2000-11-26 Thread Tuomas Heino

Anyone know how to properly filter packet floods using iptables w/ nat?

>From my point of view 2.4.x:ish connection tracking seems to be quite
a bit more vulnerable to packet flooding than the 2.2.x:ish
IP Masquerading used to be (when using default configuration that is).

First we try to make both input & output flood-filtered:
iptables -t nat -I PREROUTING -j floodprot
iptables -t nat -I OUTPUT -j floodprot

For example the following rule seems to match no packets:
iptables -t nat -A floodprot -p tcp --tcp-flags ALL NONE -j DROP

(According to the documentation --tcp-flags ALL NONE should match the
so-called "Null scan", aka nmap -sN)

Directives
a – Which iptables commands appear in the iptables post?
b – How would you sum up the iptables post in two sentences?
The material isn't needed for either task.

Raw data
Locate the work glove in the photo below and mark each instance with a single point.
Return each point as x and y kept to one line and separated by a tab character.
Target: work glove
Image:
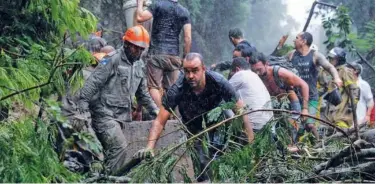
82	107
96	167
154	113
144	153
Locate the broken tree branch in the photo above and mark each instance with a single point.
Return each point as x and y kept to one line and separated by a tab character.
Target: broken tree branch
40	85
339	157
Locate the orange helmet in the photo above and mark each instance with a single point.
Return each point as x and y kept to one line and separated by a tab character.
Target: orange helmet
137	35
99	56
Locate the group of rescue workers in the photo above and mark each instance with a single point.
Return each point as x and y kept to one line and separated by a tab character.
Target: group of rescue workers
162	82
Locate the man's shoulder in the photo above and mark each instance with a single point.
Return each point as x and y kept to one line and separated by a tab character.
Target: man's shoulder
110	57
215	77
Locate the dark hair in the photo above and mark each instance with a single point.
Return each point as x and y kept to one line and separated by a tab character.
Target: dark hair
240	62
245	50
259	57
308	37
192	55
235	33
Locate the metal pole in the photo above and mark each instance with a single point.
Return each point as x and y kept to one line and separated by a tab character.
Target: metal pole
312	10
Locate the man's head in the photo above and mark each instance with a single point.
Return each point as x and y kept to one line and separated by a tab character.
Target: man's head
136	40
337	56
194	69
259	64
239	64
356	67
107	49
235	35
303	39
244	51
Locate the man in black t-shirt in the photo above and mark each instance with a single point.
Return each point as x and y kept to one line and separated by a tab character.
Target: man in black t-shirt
237	39
196	92
163	62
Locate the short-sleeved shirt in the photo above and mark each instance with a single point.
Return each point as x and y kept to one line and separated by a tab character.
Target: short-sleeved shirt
254	94
245	43
169	17
191	105
365	97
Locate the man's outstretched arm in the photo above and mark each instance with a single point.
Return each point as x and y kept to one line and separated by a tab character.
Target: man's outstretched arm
322	61
141	14
248	125
187	38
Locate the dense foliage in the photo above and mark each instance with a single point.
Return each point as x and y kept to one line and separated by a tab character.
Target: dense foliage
35	67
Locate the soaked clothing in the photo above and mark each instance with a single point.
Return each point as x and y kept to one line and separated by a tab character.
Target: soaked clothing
342	113
191	105
307	71
245	43
117	81
163	70
168	19
366	99
226	65
254	94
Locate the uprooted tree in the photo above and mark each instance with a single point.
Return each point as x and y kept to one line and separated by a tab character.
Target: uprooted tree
36	69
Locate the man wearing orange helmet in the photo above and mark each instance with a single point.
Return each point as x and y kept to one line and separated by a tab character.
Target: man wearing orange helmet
163	62
118	78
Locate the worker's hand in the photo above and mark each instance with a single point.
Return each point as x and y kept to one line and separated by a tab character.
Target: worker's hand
366	119
140	1
338	82
212	67
144	153
96	167
251	138
82	107
304	113
155	113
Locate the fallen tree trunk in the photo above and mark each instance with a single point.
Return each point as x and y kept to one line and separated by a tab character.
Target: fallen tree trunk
366	170
105	178
340	157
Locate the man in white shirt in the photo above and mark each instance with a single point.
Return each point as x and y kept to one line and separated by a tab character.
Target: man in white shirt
366	103
252	91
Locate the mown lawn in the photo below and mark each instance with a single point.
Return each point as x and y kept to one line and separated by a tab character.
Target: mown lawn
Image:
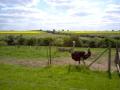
14	77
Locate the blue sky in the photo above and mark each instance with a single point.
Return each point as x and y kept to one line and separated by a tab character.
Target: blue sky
60	14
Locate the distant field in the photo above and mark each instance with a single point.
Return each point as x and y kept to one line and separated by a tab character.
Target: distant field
92	32
15	77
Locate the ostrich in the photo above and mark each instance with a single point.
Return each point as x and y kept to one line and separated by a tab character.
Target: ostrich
80	55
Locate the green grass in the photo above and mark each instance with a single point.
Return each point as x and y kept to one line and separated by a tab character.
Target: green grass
42	52
29	52
93	32
13	77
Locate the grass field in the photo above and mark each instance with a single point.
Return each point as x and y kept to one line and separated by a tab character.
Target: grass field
14	77
25	67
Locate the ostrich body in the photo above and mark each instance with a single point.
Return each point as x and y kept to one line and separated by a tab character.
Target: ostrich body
80	55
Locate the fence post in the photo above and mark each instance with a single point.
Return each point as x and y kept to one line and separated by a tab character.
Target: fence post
109	60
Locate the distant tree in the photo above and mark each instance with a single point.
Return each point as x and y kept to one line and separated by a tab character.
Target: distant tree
10	40
68	30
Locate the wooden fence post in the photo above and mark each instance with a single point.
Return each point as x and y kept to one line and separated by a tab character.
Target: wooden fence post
109	60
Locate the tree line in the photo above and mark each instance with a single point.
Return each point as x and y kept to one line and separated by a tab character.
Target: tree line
12	40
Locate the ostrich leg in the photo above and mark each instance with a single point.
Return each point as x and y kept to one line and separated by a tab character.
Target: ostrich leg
79	62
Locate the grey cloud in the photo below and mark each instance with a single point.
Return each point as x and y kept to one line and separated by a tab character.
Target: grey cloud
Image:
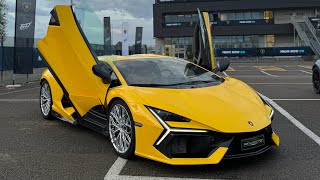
136	8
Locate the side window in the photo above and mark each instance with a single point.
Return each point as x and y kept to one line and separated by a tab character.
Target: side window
54	21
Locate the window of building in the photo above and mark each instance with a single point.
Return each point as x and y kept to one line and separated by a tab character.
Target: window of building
270	40
257	15
247	16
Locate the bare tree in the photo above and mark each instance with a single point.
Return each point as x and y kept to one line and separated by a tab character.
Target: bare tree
3	20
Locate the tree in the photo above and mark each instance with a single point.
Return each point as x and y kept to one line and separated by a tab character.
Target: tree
3	20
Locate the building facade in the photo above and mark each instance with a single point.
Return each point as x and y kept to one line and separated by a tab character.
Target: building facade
236	24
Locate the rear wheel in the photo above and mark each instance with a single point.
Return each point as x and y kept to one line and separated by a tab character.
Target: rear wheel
316	80
121	129
46	100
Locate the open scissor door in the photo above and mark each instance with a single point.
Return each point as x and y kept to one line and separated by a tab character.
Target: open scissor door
69	58
203	53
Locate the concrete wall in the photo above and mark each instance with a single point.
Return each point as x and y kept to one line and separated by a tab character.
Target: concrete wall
284	41
159	47
284	16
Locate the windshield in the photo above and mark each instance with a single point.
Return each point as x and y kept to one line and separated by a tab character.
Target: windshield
164	72
93	29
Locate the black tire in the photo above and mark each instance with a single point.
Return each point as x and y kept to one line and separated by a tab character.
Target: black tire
129	153
316	80
46	115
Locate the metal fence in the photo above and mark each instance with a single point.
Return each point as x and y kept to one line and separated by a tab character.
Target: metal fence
7	66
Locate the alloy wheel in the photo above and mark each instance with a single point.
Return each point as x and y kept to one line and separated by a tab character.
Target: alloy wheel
316	80
45	99
120	128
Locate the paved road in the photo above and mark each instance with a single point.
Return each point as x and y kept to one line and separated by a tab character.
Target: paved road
32	148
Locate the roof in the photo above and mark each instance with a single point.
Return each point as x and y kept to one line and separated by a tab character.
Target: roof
132	57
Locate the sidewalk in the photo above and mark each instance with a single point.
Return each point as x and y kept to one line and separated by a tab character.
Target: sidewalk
20	78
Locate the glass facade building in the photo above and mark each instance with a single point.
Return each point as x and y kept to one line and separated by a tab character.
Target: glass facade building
235	24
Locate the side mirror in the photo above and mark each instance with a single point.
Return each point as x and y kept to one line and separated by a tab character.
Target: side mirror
103	71
222	66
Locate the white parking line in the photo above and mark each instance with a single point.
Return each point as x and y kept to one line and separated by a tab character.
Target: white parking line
225	74
116	167
18	91
268	74
299	125
306	72
147	178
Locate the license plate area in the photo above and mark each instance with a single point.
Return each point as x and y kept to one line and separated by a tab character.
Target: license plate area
251	143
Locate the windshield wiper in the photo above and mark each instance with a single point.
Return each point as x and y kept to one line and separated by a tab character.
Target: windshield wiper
152	85
175	84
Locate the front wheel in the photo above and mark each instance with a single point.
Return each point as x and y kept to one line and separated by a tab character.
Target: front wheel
46	100
316	80
121	129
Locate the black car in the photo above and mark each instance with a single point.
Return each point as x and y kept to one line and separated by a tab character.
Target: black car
316	77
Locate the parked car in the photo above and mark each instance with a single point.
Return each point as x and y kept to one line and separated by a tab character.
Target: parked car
162	108
316	77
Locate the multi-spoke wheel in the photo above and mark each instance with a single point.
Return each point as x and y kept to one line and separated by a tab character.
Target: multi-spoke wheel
121	129
45	100
316	80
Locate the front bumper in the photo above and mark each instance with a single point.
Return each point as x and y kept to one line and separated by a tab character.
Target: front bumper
211	147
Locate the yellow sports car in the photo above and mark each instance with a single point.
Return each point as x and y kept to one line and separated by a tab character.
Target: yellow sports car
157	107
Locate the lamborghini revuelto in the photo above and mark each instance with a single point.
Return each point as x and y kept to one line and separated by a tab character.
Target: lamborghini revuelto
157	107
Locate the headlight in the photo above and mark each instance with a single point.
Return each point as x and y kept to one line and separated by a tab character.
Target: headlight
271	115
167	116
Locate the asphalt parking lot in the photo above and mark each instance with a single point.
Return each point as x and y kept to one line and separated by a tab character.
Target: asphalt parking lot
32	148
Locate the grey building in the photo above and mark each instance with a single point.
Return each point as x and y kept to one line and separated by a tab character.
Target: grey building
237	24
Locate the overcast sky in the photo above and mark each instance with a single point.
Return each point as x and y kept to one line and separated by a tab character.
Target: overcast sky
135	12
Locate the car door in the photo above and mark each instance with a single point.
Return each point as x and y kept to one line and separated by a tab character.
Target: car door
203	53
69	57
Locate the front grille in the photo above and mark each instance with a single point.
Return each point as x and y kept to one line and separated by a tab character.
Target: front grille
235	149
202	145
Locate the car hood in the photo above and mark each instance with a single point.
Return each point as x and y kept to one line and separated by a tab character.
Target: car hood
227	107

Responses to the exercise
a –
iptables -t nat -I PREROUTING -j floodprot
iptables -t nat -I OUTPUT -j floodprot
iptables -t nat -A floodprot -p tcp --tcp-flags ALL NONE -j DROP

b – The post asks how to properly filter packet floods using iptables with NAT, observing that 2.4.x connection tracking seems more vulnerable to packet flooding than 2.2.x IP Masquerading was under its default configuration. It sends both PREROUTING and OUTPUT traffic in the nat table to a floodprot chain and reports that a rule dropping TCP packets with --tcp-flags ALL NONE, which the documentation says should match the so-called "Null scan," seems to match no packets.